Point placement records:
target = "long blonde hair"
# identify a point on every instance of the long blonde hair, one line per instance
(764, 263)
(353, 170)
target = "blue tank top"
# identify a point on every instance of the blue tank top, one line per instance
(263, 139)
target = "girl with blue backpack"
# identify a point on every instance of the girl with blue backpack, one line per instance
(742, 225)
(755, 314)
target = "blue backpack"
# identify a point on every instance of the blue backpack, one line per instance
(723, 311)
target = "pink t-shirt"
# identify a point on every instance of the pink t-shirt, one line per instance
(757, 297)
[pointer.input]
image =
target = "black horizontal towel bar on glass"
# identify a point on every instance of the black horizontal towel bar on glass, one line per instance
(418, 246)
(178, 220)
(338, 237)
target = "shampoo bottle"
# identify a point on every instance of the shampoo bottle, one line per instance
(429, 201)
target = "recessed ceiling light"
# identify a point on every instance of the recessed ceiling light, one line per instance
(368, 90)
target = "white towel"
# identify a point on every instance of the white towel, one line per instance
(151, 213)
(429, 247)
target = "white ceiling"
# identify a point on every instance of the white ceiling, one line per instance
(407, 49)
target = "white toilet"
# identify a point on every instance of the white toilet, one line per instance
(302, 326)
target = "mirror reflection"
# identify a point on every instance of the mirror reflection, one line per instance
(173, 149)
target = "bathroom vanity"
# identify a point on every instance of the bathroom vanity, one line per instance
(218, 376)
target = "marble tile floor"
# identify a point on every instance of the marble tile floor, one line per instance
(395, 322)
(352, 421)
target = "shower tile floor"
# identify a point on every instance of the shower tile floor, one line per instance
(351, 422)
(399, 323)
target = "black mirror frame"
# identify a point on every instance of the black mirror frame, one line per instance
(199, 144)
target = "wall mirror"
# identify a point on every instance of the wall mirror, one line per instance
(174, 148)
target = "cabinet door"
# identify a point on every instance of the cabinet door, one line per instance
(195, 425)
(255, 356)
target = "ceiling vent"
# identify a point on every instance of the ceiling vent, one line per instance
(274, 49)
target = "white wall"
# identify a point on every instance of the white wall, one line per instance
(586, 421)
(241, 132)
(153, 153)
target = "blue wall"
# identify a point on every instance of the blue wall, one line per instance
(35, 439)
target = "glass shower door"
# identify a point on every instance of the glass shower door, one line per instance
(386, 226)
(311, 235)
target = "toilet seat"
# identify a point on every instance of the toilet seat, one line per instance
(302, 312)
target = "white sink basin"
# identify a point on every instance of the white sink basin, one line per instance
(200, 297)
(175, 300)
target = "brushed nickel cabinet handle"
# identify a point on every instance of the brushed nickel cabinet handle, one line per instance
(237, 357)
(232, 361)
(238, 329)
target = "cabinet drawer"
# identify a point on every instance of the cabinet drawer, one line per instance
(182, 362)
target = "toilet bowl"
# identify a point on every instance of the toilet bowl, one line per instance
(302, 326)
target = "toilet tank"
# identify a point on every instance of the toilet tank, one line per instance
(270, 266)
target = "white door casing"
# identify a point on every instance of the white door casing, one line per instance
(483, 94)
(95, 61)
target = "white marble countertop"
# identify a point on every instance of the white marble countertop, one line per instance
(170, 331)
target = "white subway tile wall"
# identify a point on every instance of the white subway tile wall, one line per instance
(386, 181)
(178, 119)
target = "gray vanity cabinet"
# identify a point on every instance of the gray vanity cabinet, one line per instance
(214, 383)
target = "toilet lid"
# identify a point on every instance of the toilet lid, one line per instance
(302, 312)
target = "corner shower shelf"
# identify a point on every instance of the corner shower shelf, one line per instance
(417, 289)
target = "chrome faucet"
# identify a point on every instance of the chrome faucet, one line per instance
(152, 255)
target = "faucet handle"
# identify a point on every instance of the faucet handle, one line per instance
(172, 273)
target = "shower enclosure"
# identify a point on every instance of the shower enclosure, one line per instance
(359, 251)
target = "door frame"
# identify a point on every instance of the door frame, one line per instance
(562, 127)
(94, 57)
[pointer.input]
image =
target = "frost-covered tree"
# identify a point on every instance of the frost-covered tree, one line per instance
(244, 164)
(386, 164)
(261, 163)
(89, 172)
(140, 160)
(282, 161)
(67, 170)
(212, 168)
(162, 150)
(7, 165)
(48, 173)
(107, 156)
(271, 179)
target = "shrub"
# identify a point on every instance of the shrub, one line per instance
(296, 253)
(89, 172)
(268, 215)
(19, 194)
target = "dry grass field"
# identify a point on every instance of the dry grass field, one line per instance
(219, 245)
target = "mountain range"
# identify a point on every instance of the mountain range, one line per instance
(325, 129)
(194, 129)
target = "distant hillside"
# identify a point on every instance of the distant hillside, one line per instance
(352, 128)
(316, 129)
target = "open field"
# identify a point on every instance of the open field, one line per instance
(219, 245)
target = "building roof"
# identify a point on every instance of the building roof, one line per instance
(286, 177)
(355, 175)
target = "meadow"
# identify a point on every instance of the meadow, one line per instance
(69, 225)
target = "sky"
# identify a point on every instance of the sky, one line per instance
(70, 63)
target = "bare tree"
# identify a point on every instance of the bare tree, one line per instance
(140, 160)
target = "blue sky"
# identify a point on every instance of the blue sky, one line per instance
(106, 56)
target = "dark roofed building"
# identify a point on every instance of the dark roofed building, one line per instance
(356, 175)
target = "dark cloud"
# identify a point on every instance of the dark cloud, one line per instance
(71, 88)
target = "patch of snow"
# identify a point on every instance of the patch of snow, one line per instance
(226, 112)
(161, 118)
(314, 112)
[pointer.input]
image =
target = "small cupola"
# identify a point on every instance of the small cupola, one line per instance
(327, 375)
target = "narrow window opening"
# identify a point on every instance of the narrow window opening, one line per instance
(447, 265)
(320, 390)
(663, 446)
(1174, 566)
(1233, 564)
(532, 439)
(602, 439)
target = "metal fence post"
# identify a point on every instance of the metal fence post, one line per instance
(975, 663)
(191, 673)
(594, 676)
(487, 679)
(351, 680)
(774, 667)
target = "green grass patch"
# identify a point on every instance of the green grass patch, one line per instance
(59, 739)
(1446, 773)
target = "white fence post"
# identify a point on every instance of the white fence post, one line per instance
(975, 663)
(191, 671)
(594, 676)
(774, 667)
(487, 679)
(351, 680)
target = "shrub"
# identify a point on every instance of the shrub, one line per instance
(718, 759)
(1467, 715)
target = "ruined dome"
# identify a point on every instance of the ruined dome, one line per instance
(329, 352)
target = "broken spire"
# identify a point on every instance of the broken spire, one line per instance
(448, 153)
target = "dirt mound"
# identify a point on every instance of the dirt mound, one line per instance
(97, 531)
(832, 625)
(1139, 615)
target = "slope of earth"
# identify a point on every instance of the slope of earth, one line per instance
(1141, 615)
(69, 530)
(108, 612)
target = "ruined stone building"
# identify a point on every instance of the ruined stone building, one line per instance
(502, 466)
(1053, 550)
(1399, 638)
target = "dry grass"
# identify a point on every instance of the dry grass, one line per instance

• Problem to solve: Output all preceding records character for character.

• Expected answer:
target = "long blonde hair"
# identify a point on every instance of the long blonde hair, one line per instance
(764, 263)
(353, 170)
target = "blue tank top"
# identify a point on every instance of the blue tank top, one line per instance
(263, 139)
target = "girl with blue backpack"
# identify a point on every instance of the girl with blue backpack, one line per instance
(742, 225)
(755, 314)
target = "blue backpack"
# identify a point on every instance of the blue backpack, one line per instance
(723, 311)
target = "pink t-shirt"
# identify a point on every instance of the pink t-shirt, one line per instance
(757, 297)
[pointer.input]
image =
target = "black horizontal towel bar on glass"
# identify a point on every instance of the black horizontal towel bar on glass, one line per instance
(418, 246)
(178, 220)
(338, 237)
target = "shampoo bottle"
# identify a point on every instance of the shampoo bottle, one line per instance
(429, 201)
target = "recessed ceiling light"
# identify a point on every instance of the recessed ceiling light, one line per instance
(368, 90)
target = "white towel"
# identify a point on every instance of the white towel, one line per instance
(151, 213)
(429, 247)
target = "white ceiling"
# identify a point on every instance of the white ceiling, one line per instance
(407, 49)
target = "white toilet"
# identify a point on every instance of the white toilet, one line per instance
(302, 326)
target = "mirror reflection"
# identify a point on every instance of the mirror reflection, one line per instance
(173, 149)
target = "bathroom vanity"
# identify a point on every instance of the bathroom vanity, one line per instance
(218, 376)
target = "marble tile floor"
# identify a point on every instance of the marble tile floor, one line per instance
(395, 322)
(352, 421)
target = "shower tile floor"
# identify a point on every instance of the shower tile floor, one line per instance
(351, 422)
(399, 323)
target = "black mirror frame"
# identify a point on every instance of the black mirror frame, one line per instance
(199, 144)
target = "wall mirror"
# identify a point on every instance of the wall mirror, one line per instance
(174, 148)
target = "cabinet door"
# identify a point on every instance of the cabinet door, one line per instance
(195, 425)
(255, 356)
target = "ceiling vent"
# identify a point on every instance of the ceiling vent, one line per instance
(274, 49)
target = "white wall"
# identify a point on every instance of the white wall, one line per instance
(586, 421)
(241, 132)
(153, 153)
target = "blue wall"
# identify a point on every instance of the blue wall, one line per instance
(35, 439)
target = "glass shower door"
# identify a point on every instance of the glass shower door, one line per instance
(386, 226)
(311, 235)
target = "toilet seat"
# identify a point on every instance of the toilet seat, one line per instance
(302, 312)
target = "white sink basin"
# identify a point on every instance of the white sink basin, one line per instance
(200, 297)
(175, 300)
target = "brushed nickel cabinet handle"
# identify a point on every instance of the brushed nickel cabinet handle, one line per instance
(237, 357)
(232, 361)
(238, 329)
target = "cabinet drawer"
# identify a point on every instance of the cabinet drawer, one line per instance
(182, 362)
target = "toilet bowl"
# identify a point on every instance of the toilet bowl, one line per instance
(302, 326)
target = "toilet tank"
# identify a point on every instance of the toilet tank, one line per instance
(270, 266)
target = "white door casing"
# identify a point on every instance of the white door casing, one line per instance
(483, 94)
(95, 61)
target = "white marble countertop"
# identify a point on every instance of the white marble countertop, one line per instance
(170, 331)
target = "white subway tile wall"
# identify a point on every instance of the white subway tile wall, one line per instance
(386, 181)
(178, 119)
target = "gray vanity cabinet"
# identify a point on every instance of the gray vanity cabinet, one line per instance
(214, 383)
target = "toilet lid"
# identify a point on every instance of the toilet lid, one line per instance
(302, 312)
target = "corner shower shelf"
# identify a point on every instance of the corner shower shelf, one line per instance
(417, 289)
target = "chrome faucet"
# identify a point on every instance of the chrome faucet, one line per instance
(152, 255)
target = "faucet handle"
# identify a point on every instance of the faucet handle, one line per instance
(172, 273)
target = "shower enclosure"
# identify a point on every instance of the shower enclosure, one line per instance
(359, 251)
target = "door frame"
# identify a point on every instance of the door frame, one line per instance
(562, 127)
(94, 57)
[pointer.input]
image =
target = "frost-covered tree"
# identify a point on every instance of the frost-covered tree, one line per instance
(244, 164)
(386, 164)
(261, 163)
(89, 172)
(140, 160)
(282, 161)
(67, 170)
(212, 168)
(162, 150)
(7, 165)
(48, 173)
(107, 156)
(271, 179)
target = "shrub"
# identify a point on every instance of the shrub, one line per instance
(296, 253)
(89, 172)
(268, 215)
(19, 194)
target = "dry grass field"
# identify a point on every instance of the dry grass field, one line per instance
(219, 245)
target = "mountain range"
# identify a point on every instance of the mountain range, one line per instance
(325, 129)
(194, 129)
target = "distant hillside"
# identify a point on every instance of the distant hillside, one line per instance
(352, 128)
(316, 129)
target = "open field"
# identify a point on every instance of the open field, one line per instance
(219, 245)
target = "building roof"
# identify a point on every instance of the building roof, one line per instance
(286, 177)
(355, 175)
target = "meadow"
# identify a point on every instance of the meadow, one line per instance
(69, 225)
target = "sky"
# identify a point on every instance of the sky, one line per instance
(70, 63)
target = "bare tree"
# identify a point on every instance of the bare tree, one line per instance
(140, 160)
target = "blue sky"
# identify a point on every instance of the blue sky, one line per instance
(106, 56)
target = "dark roofed building"
# identify a point on every instance of the dark roofed building, one line per instance
(356, 175)
target = "dark cloud"
# identify a point on every instance of the dark cloud, one line per instance
(71, 88)
target = "patch of snow"
# identify a point on every instance of the patch of snow, one line per instance
(226, 112)
(161, 118)
(314, 112)
[pointer.input]
image =
target = "small cupola"
# identify a point on every instance of the small cupola, one line per instance
(327, 375)
target = "narrow window opening"
# identify a point on every instance of the narrow window opening, one line per instance
(447, 265)
(320, 390)
(663, 446)
(1174, 566)
(1233, 564)
(532, 439)
(602, 439)
target = "metal fence post"
# identify a point on every instance of the metal fence post, one line per instance
(975, 663)
(191, 673)
(594, 676)
(487, 679)
(351, 680)
(774, 667)
target = "green grass patch"
# identify a point on every instance of the green grass patch, one line per instance
(59, 739)
(1446, 773)
target = "white fence post"
# identify a point on every instance of the white fence post, one line per instance
(975, 663)
(191, 671)
(594, 676)
(774, 667)
(487, 679)
(351, 680)
target = "shrub"
# identify a point on every instance of the shrub, one line per instance
(718, 759)
(1467, 715)
target = "ruined dome"
# identify a point on every instance of the ruined dome, one line per instance
(329, 352)
target = "broken spire"
# identify a point on every instance of the broken spire, one line per instance
(448, 153)
target = "dirt mound"
# identify a point on every instance of the dirt mound, one line per instance
(97, 531)
(832, 625)
(1139, 615)
target = "slope of earth"
# identify a point on every instance of the slope of earth, one line per instance
(1141, 615)
(69, 530)
(108, 612)
target = "ruined stone building"
# identify a point on every instance of the ruined stone building, one line per instance
(502, 466)
(1053, 550)
(1399, 638)
target = "dry grass"
# identify a point on every instance of the dry grass, one line per instance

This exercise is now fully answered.